═══ Listed entries
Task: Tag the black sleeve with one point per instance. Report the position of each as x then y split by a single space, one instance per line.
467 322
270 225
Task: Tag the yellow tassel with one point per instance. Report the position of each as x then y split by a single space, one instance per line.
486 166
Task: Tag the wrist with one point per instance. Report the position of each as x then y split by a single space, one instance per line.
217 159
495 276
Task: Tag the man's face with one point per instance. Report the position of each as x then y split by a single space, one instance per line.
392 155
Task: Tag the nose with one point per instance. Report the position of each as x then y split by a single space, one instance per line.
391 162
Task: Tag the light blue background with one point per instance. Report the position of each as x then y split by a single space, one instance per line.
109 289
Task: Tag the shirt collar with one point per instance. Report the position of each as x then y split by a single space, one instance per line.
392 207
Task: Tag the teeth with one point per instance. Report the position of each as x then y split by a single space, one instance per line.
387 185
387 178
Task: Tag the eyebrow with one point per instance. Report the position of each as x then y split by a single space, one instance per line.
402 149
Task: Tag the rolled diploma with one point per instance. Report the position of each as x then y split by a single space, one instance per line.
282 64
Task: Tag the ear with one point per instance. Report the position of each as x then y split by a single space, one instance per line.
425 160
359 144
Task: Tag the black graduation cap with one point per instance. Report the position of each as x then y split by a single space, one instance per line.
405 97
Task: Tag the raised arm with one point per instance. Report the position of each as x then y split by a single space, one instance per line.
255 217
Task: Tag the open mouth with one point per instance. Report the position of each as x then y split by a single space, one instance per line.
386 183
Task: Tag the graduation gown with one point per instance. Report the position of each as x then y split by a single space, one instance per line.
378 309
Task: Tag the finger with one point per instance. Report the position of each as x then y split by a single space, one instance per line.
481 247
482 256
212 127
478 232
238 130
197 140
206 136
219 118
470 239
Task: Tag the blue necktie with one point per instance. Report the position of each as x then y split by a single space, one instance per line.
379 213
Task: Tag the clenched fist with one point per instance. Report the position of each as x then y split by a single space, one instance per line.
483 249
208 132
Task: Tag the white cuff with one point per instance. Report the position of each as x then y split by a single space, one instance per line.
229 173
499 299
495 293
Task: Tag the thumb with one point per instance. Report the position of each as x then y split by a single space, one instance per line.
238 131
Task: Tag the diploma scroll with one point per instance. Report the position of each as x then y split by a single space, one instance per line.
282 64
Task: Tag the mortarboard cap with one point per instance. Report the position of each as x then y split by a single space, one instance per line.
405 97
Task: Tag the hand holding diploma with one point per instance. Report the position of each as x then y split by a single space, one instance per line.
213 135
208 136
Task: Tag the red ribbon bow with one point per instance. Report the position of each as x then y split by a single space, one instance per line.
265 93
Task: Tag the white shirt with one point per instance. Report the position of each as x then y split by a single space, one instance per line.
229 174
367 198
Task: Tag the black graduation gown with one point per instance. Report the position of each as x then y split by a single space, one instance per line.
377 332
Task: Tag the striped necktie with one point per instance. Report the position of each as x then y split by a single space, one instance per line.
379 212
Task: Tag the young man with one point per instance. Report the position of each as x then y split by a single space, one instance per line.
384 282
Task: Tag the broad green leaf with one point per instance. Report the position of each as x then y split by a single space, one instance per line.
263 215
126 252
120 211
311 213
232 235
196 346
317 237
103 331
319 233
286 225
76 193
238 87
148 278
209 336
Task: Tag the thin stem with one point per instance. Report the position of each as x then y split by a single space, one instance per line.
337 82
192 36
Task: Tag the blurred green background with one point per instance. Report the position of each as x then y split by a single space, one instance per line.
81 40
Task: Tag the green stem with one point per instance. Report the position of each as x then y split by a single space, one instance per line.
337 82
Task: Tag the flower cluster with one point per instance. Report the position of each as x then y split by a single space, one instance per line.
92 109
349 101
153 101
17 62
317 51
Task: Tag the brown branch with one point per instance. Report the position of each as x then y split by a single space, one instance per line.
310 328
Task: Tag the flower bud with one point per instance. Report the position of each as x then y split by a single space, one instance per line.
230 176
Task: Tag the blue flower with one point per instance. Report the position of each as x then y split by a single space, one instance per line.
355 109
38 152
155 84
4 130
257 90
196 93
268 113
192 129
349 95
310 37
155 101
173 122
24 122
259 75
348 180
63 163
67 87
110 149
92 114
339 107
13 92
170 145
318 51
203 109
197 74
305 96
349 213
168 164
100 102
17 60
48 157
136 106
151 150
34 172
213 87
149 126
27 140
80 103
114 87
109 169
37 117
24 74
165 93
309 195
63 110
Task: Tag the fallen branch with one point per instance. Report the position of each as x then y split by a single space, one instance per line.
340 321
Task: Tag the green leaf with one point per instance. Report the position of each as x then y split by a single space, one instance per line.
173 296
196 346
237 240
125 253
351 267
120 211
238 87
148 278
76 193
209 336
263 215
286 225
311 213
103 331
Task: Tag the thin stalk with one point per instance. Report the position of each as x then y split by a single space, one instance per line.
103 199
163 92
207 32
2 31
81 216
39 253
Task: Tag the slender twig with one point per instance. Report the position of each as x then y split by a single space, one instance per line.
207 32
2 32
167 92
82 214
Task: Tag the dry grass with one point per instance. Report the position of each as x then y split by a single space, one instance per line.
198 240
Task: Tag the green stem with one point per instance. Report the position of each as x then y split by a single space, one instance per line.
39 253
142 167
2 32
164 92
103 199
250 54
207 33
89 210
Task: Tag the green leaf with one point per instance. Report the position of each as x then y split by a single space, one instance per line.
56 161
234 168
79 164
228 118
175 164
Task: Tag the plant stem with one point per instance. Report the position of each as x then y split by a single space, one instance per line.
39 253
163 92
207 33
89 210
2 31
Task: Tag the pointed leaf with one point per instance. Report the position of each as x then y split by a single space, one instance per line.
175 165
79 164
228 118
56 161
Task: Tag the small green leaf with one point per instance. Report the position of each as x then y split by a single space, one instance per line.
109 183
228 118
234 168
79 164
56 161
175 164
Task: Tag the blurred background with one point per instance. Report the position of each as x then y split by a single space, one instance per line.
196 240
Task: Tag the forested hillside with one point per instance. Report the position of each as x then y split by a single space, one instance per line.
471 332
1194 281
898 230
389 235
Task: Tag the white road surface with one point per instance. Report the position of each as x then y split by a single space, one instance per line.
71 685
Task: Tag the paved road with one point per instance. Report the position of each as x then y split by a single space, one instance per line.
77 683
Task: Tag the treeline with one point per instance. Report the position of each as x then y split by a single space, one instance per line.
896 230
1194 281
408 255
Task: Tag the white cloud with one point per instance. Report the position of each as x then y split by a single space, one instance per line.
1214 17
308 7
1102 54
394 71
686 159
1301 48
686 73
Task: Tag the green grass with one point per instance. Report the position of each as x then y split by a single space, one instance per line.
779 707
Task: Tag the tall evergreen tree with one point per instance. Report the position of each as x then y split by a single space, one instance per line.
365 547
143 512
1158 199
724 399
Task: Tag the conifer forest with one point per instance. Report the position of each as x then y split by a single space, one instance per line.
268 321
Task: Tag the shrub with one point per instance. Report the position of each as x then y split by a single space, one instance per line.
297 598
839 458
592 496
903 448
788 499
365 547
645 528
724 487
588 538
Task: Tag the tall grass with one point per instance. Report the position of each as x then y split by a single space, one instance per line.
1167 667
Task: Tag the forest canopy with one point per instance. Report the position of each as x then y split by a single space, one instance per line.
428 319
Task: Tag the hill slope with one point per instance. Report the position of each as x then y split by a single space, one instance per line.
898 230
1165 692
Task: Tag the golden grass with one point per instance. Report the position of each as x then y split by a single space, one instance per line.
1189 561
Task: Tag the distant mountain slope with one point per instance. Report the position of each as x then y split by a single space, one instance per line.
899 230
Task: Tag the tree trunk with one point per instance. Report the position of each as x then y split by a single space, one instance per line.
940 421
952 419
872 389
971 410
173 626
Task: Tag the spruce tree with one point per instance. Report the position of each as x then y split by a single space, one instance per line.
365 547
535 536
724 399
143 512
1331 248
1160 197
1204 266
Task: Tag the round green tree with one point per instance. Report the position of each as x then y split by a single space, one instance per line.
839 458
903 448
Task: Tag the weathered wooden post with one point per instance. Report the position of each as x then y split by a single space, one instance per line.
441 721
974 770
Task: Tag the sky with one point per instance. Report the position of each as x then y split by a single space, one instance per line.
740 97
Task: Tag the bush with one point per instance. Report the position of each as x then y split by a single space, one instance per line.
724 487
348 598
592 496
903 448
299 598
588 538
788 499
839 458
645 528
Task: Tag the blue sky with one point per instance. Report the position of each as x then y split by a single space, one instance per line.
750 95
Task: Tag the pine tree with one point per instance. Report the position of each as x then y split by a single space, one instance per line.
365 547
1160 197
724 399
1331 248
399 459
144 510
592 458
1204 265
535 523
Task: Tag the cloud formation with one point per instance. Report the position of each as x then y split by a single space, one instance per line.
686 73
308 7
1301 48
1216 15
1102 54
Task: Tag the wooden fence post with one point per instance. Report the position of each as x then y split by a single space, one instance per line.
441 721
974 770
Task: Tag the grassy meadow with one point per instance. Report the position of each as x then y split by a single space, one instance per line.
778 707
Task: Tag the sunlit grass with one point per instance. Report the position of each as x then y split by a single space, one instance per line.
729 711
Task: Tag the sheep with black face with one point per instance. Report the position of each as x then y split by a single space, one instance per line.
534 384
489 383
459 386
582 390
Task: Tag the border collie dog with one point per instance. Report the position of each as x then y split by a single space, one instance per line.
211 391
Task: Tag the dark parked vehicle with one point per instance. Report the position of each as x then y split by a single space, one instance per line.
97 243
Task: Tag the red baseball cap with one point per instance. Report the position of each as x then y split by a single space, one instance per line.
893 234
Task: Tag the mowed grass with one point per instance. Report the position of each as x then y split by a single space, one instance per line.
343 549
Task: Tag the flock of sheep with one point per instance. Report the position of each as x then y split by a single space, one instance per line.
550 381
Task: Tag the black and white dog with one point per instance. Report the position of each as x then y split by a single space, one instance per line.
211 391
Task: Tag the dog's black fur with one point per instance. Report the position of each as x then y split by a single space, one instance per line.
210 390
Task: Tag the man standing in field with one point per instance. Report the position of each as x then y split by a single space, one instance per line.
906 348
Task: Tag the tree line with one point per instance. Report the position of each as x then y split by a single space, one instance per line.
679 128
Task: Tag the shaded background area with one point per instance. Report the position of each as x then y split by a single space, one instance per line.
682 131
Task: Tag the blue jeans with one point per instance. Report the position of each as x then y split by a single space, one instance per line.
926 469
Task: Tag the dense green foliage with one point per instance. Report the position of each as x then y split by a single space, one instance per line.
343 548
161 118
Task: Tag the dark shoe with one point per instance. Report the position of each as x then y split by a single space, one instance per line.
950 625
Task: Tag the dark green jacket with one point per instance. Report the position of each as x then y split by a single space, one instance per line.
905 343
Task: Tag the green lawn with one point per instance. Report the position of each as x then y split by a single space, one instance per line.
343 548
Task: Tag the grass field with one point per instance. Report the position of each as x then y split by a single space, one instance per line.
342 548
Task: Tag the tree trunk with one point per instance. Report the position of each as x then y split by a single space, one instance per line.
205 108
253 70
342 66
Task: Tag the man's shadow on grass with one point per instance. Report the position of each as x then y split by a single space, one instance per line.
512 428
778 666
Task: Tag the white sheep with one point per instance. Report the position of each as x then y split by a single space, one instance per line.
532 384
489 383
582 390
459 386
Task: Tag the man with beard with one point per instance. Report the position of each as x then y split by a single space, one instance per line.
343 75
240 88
══════
> [Work to do]: Return the line that contains "Task: Tag the tree line" and all lines after it, verbatim, and nothing else.

> [Exercise response]:
Task: Tag the tree line with one point per instance. Report the position of each as x then y split by a single space, one instance per line.
679 128
Task: Tag the shaded background area with one point per instance. Report the position of each as x then y split by a single space, one instance per line.
682 131
Task: Tag the blue jeans with one point per instance. Report the position of each as x then y split by a single space, one instance per line.
926 469
Task: Tag the dense green foliage with one point per instance. Report the position of each as x then y split by a single space, one instance per line.
343 548
161 118
Task: Tag the dark shoe with one point per instance. Report the position of each as x then y split by a single space, one instance per line.
950 625
Task: Tag the dark green jacket with one point per instance. Report the position of each as x then y split by a single space, one instance per line.
905 343
Task: Tag the green lawn with one point per instance. Report the position of each as x then y split by a single space, one instance per line.
343 548
Task: Tag the grass field with one point per instance. Report the position of each as x then y split by a single space, one instance per line.
342 548
Task: Tag the tree trunk with one point per instance. Report the position of each as x then y split by a single space, one instance per line.
205 108
253 70
342 66
Task: Tag the man's shadow on grass with one point per instance. Report the position of each as x then y split by a single space, one instance per line.
512 428
778 666
Task: Tag the white sheep with one point per instance. Report the position of each as x then y split by a single space, one instance per line.
532 384
489 383
582 390
459 386
Task: Tag the man with beard with one point per instance. Report the position of each as x then y split by a single space, one instance per line.
343 75
240 88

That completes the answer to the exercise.